Directive - Count the lines in the rows below that contain the string "panel". Reply with that number alone.

Source data -
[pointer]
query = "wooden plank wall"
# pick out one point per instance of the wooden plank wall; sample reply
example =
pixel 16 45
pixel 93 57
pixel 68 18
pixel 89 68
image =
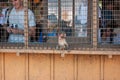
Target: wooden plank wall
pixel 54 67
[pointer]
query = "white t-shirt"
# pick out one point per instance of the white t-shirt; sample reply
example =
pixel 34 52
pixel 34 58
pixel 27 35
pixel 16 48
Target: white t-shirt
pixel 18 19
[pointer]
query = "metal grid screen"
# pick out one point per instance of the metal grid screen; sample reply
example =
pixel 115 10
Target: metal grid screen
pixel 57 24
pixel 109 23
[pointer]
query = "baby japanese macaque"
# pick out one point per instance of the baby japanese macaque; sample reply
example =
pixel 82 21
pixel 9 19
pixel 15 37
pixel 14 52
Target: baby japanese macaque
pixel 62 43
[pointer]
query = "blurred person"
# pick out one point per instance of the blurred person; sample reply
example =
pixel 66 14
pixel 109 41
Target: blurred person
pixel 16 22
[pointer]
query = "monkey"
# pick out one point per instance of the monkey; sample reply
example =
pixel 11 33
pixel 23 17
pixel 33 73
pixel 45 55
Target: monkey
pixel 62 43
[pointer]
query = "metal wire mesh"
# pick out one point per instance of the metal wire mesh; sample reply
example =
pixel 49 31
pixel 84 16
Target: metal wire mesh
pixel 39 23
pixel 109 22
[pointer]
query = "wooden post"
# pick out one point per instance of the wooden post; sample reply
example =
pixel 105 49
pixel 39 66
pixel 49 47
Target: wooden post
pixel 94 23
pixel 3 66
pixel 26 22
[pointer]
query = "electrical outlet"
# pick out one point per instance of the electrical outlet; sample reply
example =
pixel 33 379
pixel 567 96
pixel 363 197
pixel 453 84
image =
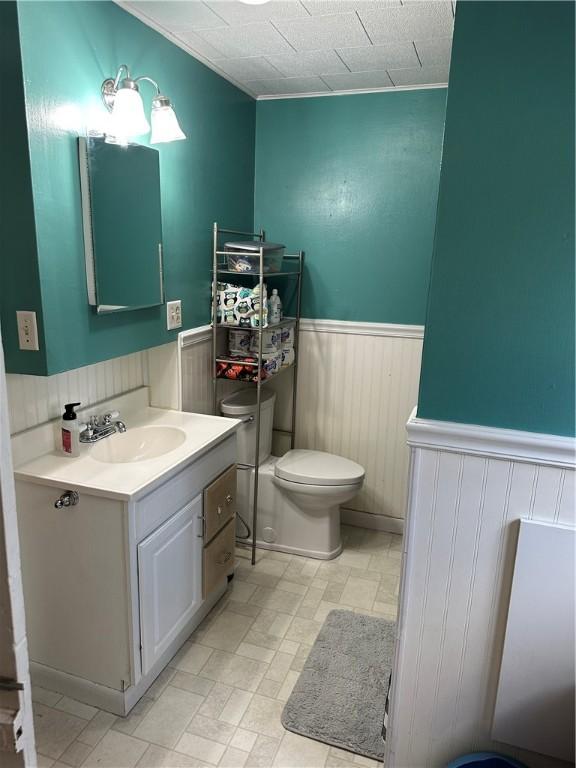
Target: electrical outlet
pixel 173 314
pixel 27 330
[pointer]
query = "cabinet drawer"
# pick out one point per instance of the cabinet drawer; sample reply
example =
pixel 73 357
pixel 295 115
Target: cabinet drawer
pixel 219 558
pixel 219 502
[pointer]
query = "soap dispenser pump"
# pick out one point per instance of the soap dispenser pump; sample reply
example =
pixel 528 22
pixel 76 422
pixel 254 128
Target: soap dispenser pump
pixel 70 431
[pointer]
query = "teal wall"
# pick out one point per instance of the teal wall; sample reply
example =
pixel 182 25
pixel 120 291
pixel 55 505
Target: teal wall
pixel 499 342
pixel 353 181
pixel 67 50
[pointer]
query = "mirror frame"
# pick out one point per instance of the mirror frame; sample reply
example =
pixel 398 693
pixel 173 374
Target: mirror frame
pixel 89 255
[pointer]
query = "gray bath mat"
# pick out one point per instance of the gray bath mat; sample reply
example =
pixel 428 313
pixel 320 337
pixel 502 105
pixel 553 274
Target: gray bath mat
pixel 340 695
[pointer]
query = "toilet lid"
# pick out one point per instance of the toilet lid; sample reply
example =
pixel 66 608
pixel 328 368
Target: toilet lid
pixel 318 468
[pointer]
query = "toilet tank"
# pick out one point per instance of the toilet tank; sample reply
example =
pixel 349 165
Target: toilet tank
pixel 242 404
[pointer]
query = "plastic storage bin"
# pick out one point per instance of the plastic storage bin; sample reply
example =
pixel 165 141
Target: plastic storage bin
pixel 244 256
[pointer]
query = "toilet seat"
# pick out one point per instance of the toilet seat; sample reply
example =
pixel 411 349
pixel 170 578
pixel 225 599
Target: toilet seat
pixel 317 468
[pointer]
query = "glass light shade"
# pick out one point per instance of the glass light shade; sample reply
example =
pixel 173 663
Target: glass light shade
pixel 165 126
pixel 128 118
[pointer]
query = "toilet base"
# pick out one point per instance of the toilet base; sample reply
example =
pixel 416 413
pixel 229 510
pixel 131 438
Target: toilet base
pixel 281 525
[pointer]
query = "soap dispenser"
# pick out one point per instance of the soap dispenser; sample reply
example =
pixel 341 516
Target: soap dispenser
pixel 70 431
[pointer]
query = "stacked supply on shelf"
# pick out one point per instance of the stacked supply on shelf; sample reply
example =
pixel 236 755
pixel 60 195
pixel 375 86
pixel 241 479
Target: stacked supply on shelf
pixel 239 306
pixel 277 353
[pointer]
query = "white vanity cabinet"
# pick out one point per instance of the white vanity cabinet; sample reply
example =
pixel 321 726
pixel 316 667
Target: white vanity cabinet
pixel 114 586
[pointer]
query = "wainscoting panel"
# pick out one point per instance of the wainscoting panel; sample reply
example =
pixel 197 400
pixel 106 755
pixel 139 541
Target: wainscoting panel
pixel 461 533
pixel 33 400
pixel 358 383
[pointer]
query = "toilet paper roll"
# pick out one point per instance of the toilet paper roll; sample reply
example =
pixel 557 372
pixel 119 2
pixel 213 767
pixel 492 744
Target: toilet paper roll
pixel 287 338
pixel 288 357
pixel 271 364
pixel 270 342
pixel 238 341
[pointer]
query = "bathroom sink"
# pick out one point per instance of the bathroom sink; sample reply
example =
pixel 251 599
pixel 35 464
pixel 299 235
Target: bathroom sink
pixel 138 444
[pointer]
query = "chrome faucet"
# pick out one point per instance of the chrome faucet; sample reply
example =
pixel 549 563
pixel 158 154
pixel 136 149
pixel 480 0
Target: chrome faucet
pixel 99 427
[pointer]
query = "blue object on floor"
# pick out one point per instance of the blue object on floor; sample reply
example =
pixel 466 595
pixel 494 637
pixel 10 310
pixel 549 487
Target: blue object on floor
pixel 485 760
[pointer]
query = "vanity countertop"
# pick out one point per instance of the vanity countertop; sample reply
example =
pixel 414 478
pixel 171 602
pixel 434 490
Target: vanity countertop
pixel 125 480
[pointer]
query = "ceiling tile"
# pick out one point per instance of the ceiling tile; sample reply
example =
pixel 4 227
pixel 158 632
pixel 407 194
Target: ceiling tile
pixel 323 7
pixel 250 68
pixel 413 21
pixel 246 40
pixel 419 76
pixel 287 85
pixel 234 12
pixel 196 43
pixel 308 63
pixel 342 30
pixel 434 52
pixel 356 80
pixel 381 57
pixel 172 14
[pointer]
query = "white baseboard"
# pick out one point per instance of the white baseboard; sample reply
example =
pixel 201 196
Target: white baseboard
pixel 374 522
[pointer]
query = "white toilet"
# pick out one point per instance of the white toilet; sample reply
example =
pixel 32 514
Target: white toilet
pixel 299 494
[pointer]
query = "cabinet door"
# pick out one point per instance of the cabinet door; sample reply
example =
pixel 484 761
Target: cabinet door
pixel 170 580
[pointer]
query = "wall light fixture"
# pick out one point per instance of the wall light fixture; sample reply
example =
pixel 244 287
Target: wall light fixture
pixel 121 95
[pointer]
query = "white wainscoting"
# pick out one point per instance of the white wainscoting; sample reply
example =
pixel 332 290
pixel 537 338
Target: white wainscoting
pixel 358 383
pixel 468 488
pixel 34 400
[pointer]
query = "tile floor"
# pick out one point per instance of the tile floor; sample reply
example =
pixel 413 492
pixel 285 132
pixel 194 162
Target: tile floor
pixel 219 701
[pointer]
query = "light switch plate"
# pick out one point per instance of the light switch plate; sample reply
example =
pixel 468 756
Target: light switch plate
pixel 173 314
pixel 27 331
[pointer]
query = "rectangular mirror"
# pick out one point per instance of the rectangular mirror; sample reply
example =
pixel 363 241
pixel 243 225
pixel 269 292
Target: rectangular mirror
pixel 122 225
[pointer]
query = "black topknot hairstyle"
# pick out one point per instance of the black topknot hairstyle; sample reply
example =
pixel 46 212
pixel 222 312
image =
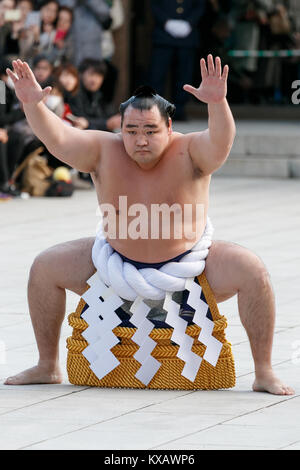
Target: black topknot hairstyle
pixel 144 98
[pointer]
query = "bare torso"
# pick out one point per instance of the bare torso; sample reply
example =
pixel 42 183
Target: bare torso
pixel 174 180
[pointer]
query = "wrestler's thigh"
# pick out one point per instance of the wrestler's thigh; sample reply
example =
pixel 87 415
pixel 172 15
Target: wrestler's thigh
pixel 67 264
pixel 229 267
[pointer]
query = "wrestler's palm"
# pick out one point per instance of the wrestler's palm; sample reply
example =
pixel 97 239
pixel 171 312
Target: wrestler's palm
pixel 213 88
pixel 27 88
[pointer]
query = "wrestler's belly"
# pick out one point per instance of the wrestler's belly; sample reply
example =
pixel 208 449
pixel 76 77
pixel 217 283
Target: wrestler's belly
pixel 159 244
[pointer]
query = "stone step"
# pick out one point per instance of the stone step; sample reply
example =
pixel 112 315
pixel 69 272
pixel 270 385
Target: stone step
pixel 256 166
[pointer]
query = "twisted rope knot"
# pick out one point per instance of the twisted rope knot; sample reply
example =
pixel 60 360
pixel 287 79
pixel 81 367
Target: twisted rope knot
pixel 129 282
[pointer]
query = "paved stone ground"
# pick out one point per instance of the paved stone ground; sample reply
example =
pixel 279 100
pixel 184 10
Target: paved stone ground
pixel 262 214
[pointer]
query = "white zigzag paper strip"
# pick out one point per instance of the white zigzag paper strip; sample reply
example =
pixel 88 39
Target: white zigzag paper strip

Answer in full - 3